**EXCERPT TO READ:**
Up until now, there have been various technologies tested to reduce Hg⁰ emissions, such as adsorbent injection, plasma, catalytic oxidation, photochemical oxidation, and so on [6,7,8,9,10]. Among them, adsorbent injection, as represented by activated carbon injection (ACI), has been widely recognized as the most promising method of Hg⁰ removal [11]. In the meantime, however, it is also disadvantaged by drawbacks such as low Hg⁰ removal efficiency, high operational cost, and the deteriorating quality and reusability of fly ash, all of which impede the extensive application of this technology in practice [12,13,14]. Therefore, it is imperative to develop a less costly but more efficient kind of mercury adsorbent. Recently, ZSM-5 has been proposed as an extraordinary candidate adsorbent for mercury removal due to its high specific surface area and adjustable pore size [15,16]. However, considering the lack of surface-active sites for virgin ZSM-5, it is necessary to improve Hg⁰ removal performance by modifying ZSM-5 [17]. As reported in the relevant literature, halides, selenides, and metal oxides can be applied as the active additives for Hg⁰ capture [18,19,20,21,22]. Due to the ease of operation, environmental friendliness, and low cost, metal oxide additives are deemed more attractive than others.

Cobalt oxides, with their unique redox couple Co²⁺/Co³⁺, have now attracted widespread attention for Hg⁰ removal [23,24,25,26,27,28]. In the research conducted by Zhang et al., it was suggested that the excellent Hg⁰ removal performance could be achieved at 180 °C, which synthesized a Co₃O₄-based catalyst by one-step calcination method for Hg⁰ oxidation [29]. Xu et al. reported that Co₃O₄-modified fly ash by the wet impregnation method showed good Hg⁰ removal performance [30]. Using a single-step hydrothermal method to produce the cobalt-doped CeO₂ catalyst for Hg⁰ removal, Yang et al. achieved a Hg⁰ removal efficiency of over 90% under a simulated low-rank coal-burning atmosphere [31]. Moreover, Fe-based catalysts performed equally well in the Hg⁰ removal process. As indicated by Xu et al., Fe-modified HZSM-5 produced a remarkable Hg⁰ removal performance [32]. Yang et al. proposed that the synthesized magnetic Fe-based adsorbent achieved a satisfactory performance in mercury removal [33]. In spite of this, there is still limited research conducted on the efficiency of Co-Fe-modified ZSM-5 adsorbent in Hg⁰ removal. Given the above-mentioned advantages of ZSM-5, CoO_x, and FeO_x, it is believed that the efficiency of Hg⁰ removal could be further enhanced for Co-Fe-modified ZSM-5 materials.

To achieve this purpose, Co-Fe-decorated ZSM-5 adsorbents were produced in this study to explore their potential in the abatement of Hg⁰ in flue gases. To be specific, the physicochemical properties of the adsorbents were characterized through a combination of X-ray diffraction (XRD), N₂ adsorption, scanning electron microscope (SEM), and X-ray photoelectron spectroscopy (XPS). Then, it was investigated as to how the Hg⁰ removal performance of the adsorbents would be affected by Co/Fe mass ratio, reaction temperature, and flue gas components (O₂, NO, SO₂). Finally, the level of recyclability and mechanisms of Hg⁰ adsorption were examined.

Extracted records:
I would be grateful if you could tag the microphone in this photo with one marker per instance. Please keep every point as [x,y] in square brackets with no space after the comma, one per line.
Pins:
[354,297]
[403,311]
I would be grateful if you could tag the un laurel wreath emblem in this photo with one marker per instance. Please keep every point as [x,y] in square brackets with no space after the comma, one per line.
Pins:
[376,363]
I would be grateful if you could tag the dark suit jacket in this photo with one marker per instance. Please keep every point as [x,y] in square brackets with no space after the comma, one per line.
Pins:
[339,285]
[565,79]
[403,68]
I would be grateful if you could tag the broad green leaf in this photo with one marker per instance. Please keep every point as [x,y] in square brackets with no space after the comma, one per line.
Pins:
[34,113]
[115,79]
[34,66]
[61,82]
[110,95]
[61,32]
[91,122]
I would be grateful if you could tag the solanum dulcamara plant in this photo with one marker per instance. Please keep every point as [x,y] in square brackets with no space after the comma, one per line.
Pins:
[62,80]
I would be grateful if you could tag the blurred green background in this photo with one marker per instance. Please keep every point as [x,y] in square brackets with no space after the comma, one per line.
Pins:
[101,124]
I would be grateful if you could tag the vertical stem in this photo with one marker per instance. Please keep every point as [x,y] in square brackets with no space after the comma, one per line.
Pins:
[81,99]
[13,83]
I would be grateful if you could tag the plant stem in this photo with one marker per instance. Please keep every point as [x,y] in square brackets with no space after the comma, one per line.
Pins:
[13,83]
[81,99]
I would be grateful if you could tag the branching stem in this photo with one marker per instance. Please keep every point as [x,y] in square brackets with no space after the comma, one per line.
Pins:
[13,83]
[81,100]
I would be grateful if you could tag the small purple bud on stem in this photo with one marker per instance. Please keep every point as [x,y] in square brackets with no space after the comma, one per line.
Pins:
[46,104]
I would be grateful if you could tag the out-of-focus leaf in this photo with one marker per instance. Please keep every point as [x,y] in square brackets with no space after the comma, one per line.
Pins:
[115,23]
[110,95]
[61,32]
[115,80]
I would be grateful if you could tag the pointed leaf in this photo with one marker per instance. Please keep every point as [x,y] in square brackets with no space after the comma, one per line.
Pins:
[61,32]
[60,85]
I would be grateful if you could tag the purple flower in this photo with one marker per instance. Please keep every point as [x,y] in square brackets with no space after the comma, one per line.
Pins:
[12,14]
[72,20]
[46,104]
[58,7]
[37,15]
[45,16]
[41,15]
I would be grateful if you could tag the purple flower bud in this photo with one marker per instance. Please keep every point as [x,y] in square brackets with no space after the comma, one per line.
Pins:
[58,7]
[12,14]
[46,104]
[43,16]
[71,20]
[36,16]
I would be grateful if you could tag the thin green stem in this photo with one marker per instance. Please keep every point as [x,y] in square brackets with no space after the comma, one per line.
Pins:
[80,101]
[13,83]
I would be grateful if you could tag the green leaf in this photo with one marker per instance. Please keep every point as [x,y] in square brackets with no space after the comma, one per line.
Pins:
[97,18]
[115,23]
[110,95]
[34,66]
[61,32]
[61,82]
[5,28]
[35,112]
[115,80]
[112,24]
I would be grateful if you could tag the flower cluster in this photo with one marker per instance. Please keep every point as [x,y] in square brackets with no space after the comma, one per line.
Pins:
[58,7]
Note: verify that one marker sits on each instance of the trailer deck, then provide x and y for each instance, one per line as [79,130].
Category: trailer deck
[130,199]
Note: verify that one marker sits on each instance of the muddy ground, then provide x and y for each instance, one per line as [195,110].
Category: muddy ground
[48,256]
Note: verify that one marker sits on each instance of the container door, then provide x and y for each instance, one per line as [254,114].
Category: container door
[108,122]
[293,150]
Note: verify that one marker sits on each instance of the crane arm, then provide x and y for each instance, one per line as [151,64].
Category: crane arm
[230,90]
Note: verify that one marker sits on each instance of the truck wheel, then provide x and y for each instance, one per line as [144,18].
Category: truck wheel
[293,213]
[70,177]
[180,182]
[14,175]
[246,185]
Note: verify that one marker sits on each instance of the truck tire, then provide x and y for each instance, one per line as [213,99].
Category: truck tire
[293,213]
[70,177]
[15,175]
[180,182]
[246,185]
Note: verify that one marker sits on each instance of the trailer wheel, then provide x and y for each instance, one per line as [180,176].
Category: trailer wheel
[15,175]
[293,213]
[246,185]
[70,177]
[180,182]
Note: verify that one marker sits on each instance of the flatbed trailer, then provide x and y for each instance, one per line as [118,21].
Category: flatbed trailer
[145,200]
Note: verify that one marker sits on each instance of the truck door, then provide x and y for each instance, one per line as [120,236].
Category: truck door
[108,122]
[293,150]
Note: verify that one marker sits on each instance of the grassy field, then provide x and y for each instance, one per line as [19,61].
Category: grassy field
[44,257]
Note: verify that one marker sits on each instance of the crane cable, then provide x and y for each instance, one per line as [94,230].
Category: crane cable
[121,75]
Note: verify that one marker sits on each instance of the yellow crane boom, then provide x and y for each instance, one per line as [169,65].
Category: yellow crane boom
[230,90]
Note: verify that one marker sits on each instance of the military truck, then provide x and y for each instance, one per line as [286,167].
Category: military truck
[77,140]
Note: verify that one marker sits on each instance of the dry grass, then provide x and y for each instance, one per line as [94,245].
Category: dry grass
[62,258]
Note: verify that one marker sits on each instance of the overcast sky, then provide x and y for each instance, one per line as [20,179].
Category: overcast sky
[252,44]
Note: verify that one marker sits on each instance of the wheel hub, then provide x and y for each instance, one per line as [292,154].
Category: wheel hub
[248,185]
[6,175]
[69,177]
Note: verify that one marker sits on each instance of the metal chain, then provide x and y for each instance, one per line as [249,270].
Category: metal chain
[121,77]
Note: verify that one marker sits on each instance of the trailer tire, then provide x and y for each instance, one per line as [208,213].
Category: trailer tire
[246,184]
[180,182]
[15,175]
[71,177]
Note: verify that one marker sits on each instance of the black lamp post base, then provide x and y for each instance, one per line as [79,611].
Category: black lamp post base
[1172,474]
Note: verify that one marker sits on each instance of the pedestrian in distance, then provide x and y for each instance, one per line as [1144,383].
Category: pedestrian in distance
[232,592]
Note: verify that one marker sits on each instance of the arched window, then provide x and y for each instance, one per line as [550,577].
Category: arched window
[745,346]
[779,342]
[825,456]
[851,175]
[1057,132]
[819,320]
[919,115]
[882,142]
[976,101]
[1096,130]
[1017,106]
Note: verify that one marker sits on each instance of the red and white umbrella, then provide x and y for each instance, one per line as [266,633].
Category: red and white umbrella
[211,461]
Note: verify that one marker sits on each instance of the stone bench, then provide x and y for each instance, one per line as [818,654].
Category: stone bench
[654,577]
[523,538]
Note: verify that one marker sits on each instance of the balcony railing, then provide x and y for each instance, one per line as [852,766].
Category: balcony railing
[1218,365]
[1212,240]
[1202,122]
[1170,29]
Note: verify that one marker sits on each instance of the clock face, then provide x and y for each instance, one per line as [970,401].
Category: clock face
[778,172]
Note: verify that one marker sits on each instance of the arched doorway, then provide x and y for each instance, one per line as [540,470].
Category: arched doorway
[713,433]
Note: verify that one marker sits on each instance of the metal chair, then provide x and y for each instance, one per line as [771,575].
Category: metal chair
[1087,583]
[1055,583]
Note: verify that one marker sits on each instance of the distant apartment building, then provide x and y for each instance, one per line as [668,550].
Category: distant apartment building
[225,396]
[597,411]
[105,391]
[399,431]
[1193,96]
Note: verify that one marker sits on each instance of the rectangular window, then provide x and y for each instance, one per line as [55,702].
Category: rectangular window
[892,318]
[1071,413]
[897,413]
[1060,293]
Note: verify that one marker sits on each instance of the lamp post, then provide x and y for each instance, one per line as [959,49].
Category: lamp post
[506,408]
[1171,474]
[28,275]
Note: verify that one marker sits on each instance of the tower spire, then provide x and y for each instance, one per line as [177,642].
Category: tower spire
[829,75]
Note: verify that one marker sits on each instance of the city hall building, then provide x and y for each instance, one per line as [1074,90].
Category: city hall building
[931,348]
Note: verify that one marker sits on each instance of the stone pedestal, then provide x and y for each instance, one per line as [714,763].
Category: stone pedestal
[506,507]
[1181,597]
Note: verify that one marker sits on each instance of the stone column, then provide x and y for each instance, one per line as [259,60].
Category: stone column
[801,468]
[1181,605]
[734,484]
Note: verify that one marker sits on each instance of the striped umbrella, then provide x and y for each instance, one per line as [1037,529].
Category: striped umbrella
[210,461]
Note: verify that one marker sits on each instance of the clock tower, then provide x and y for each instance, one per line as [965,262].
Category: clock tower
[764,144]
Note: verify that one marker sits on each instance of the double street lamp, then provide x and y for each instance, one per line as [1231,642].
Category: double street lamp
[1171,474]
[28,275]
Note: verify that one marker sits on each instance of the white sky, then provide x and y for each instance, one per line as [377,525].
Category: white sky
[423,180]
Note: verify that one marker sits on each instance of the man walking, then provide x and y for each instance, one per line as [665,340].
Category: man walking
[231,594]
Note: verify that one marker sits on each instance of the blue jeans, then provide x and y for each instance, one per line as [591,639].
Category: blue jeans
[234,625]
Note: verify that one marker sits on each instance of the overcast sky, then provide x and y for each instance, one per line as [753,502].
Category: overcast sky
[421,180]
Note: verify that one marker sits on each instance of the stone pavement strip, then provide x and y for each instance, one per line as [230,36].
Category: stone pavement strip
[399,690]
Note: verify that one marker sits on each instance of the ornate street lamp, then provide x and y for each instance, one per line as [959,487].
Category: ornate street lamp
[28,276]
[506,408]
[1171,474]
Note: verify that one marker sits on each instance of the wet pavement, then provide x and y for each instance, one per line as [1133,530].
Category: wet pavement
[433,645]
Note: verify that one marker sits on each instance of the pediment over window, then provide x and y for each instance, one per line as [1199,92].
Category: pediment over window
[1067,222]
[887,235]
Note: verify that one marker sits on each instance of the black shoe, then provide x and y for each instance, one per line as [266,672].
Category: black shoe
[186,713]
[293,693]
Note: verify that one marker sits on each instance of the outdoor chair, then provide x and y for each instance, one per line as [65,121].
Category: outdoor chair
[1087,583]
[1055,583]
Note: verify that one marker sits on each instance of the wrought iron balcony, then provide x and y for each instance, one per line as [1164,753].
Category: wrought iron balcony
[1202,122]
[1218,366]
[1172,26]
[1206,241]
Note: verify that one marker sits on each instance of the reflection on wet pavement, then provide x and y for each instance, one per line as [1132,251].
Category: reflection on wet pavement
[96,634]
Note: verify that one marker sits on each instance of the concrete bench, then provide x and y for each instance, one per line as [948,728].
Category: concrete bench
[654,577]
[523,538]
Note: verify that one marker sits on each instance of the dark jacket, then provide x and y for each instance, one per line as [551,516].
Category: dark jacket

**THINGS TO DO:**
[A] According to the excerpt on mercury adsorbents, why has ZSM-5 been proposed as a candidate adsorbent for mercury removal?
[B] Rewrite the part of the excerpt on mercury adsorbents that begins at the words "To achieve this" and stops after "adsorption were examined.", replacing "adsorbents" with "sorbents".

**RESPONSES TO THE EXERCISE:**
[A] Because of its high specific surface area and adjustable pore size.

[B]
To achieve this purpose, Co-Fe-decorated ZSM-5 sorbents were produced in this study to explore their potential in the abatement of Hg⁰ in flue gases. To be specific, the physicochemical properties of the sorbents were characterized through a combination of X-ray diffraction (XRD), N₂ adsorption, scanning electron microscope (SEM), and X-ray photoelectron spectroscopy (XPS). Then, it was investigated as to how the Hg⁰ removal performance of the sorbents would be affected by Co/Fe mass ratio, reaction temperature, and flue gas components (O₂, NO, SO₂). Finally, the level of recyclability and mechanisms of Hg⁰ adsorption were examined.